■ WHAT YOU NEED TO DO
Write out the whole of the material exactly.

■ RECORDS PROVIDED
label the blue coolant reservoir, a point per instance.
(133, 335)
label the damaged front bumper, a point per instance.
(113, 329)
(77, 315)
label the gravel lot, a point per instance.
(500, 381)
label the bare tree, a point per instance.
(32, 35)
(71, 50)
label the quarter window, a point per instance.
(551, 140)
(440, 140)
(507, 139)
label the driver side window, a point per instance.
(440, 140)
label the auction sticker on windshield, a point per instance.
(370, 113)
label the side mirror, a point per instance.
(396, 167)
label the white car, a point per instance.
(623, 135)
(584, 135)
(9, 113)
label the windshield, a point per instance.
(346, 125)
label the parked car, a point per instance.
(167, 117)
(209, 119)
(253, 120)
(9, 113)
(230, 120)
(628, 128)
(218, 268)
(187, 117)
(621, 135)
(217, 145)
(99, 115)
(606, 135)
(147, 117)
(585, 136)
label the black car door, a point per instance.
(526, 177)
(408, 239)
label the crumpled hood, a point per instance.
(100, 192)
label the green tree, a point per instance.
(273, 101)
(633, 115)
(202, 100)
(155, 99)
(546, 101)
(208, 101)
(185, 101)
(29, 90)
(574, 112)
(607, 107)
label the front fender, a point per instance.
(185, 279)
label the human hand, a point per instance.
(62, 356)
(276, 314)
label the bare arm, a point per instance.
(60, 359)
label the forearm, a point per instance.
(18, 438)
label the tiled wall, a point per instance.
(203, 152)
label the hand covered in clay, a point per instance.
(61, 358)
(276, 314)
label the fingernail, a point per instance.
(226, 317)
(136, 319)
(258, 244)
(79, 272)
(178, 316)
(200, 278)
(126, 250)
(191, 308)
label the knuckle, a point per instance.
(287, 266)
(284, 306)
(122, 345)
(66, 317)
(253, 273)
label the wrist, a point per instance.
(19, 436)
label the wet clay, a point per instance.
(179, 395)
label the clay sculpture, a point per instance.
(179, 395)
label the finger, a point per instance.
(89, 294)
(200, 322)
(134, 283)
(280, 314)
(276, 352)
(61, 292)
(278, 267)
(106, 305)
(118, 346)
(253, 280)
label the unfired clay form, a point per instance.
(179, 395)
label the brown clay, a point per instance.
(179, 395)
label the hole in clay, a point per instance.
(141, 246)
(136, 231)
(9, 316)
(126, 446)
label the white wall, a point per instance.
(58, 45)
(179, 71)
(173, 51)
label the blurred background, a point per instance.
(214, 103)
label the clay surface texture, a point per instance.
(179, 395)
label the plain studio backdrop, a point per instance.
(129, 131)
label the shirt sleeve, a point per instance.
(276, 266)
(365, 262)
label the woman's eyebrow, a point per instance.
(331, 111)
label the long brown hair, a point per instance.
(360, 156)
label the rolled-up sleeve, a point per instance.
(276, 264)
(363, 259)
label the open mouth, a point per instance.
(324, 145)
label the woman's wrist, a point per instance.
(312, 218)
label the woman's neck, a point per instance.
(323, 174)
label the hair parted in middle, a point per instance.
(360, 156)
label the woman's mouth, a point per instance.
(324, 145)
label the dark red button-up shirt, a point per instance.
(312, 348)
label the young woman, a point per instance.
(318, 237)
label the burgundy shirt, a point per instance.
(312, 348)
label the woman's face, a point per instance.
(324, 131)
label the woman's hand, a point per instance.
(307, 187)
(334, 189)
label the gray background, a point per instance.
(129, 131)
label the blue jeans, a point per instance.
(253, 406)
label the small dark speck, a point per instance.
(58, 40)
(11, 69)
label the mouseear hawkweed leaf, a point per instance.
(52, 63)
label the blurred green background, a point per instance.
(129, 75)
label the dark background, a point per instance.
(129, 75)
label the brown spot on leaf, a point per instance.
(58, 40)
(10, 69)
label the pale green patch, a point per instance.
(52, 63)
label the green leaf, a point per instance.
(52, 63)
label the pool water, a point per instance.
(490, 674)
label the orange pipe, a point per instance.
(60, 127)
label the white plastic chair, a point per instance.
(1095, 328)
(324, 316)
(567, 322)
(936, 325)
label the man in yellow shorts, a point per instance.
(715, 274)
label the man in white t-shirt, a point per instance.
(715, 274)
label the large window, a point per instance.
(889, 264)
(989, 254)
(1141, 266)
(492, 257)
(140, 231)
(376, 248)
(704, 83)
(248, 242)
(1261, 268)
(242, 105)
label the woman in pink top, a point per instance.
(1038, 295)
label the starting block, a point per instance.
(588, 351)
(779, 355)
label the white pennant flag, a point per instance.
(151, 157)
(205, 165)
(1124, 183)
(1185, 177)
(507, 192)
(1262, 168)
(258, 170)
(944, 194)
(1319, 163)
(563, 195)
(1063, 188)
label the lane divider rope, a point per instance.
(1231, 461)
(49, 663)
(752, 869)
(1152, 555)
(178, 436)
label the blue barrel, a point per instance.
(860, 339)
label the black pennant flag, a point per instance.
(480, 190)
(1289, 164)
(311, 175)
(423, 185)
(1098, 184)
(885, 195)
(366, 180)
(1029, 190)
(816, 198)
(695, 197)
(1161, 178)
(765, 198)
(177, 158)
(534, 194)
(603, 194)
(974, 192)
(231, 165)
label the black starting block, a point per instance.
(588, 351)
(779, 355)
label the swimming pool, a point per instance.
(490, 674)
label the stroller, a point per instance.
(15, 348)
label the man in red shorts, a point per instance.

■ EXERCISE SOLUTION
label the blue coolant reservoir, a point per instance.
(133, 335)
label the damaged front bumper, a point per instance.
(113, 329)
(77, 315)
label the gravel lot, a point per instance.
(500, 381)
label the bare tree, a point per instance.
(32, 35)
(71, 50)
label the quarter window, a point per instance.
(551, 140)
(440, 140)
(507, 139)
label the driver side window, a point per instance.
(440, 140)
label the auction sticker on windshield, a point per instance.
(370, 113)
label the side mirror, a point per instance.
(396, 167)
label the white car, a point per instance.
(623, 135)
(584, 135)
(9, 113)
label the windshield, a point per instance.
(346, 125)
label the parked car, a point per instance.
(167, 117)
(209, 119)
(253, 120)
(9, 113)
(230, 120)
(628, 128)
(218, 268)
(187, 117)
(621, 135)
(217, 145)
(99, 115)
(606, 135)
(147, 117)
(585, 136)
label the black car door, a point per instance.
(526, 177)
(408, 239)
label the crumpled hood, a point per instance.
(100, 192)
label the green tree, a point per instance.
(273, 101)
(633, 115)
(202, 100)
(155, 99)
(546, 101)
(208, 101)
(185, 101)
(29, 90)
(574, 112)
(607, 107)
label the front fender, a point per instance.
(185, 279)
label the human hand, a point per instance.
(62, 356)
(276, 314)
label the bare arm, a point per instance.
(60, 359)
label the forearm, a point per instance.
(18, 438)
label the tiled wall, a point per instance.
(203, 152)
label the hand covered in clay, a point per instance.
(61, 358)
(276, 314)
label the fingernail, a point per instance.
(226, 317)
(136, 319)
(258, 244)
(79, 272)
(178, 316)
(200, 278)
(126, 250)
(191, 308)
label the knuckle, a point per instance.
(287, 266)
(284, 306)
(122, 345)
(66, 317)
(253, 273)
label the wrist, a point per instance.
(19, 436)
label the wet clay, a point per instance.
(179, 395)
label the clay sculpture, a point per instance.
(179, 395)
label the finger, a point per instance.
(89, 294)
(200, 322)
(134, 283)
(280, 314)
(276, 352)
(61, 292)
(278, 267)
(106, 305)
(118, 346)
(253, 280)
label the unfired clay form, a point per instance.
(179, 395)
label the brown clay, a point per instance.
(179, 395)
label the hole in clay, a point per instance.
(141, 246)
(136, 231)
(9, 316)
(126, 446)
label the white wall, a point per instance.
(58, 45)
(179, 71)
(173, 51)
label the blurred background, a point per instance.
(214, 103)
label the clay surface texture, a point per instance.
(179, 395)
label the plain studio backdrop, a point per instance.
(129, 131)
label the shirt sleeve, a point per instance.
(276, 266)
(365, 262)
label the woman's eyebrow, a point per instance.
(331, 111)
label the long brown hair, a point per instance.
(360, 156)
label the rolled-up sleeve, a point per instance.
(276, 264)
(363, 259)
label the open mouth, a point per instance.
(324, 145)
label the woman's wrist, a point per instance.
(312, 218)
label the woman's neck, a point per instance.
(323, 174)
label the hair parted in middle, a point per instance.
(360, 156)
label the woman's mouth, a point per instance.
(324, 145)
label the dark red button-up shirt, a point per instance.
(312, 348)
label the young woman, a point per instance.
(318, 237)
label the burgundy shirt, a point per instance.
(312, 348)
label the woman's face, a point per instance.
(324, 131)
label the woman's hand, a point per instance.
(307, 187)
(334, 189)
label the gray background, a point per instance.
(129, 131)
label the blue jeans, a point per instance.
(253, 406)
label the small dark speck, a point per instance.
(58, 40)
(11, 69)
label the mouseear hawkweed leaf, a point per instance.
(52, 63)
label the blurred green background, a point per instance.
(129, 75)
label the dark background, a point per instance.
(129, 75)
label the brown spot on leaf, a point per instance.
(58, 40)
(10, 69)
label the pale green patch, a point per instance.
(52, 63)
label the green leaf, a point per instance.
(52, 63)
label the pool water, a point per instance.
(490, 674)
label the orange pipe, a point per instance.
(60, 127)
label the white plastic chair, a point per instance.
(1095, 328)
(324, 316)
(567, 322)
(936, 325)
label the man in yellow shorts, a point per instance.
(715, 274)
label the man in white t-shirt, a point per instance.
(715, 274)
label the large window, a point per instance.
(889, 264)
(989, 254)
(1141, 266)
(492, 257)
(140, 231)
(376, 248)
(704, 83)
(248, 242)
(1261, 268)
(242, 105)
label the woman in pink top, a point per instance.
(1038, 295)
label the starting block, a point per instance.
(588, 351)
(779, 355)
label the white pennant flag, a point per instance.
(151, 157)
(205, 165)
(1124, 183)
(1185, 177)
(507, 192)
(1262, 168)
(258, 170)
(944, 194)
(1319, 163)
(563, 195)
(1063, 188)
label the lane divider rope, a point per instance.
(1231, 461)
(49, 663)
(752, 869)
(1152, 555)
(178, 436)
label the blue barrel, a point per instance.
(860, 339)
label the black pennant flag, a point per instance.
(480, 190)
(1289, 164)
(311, 175)
(423, 185)
(1098, 184)
(885, 195)
(366, 180)
(1029, 190)
(816, 198)
(695, 197)
(1161, 178)
(765, 198)
(177, 158)
(534, 194)
(603, 194)
(974, 192)
(231, 165)
label the black starting block, a point per instance.
(588, 351)
(779, 355)
label the swimming pool, a point per instance.
(490, 674)
label the stroller, a point per instance.
(15, 348)
label the man in red shorts, a point per instance.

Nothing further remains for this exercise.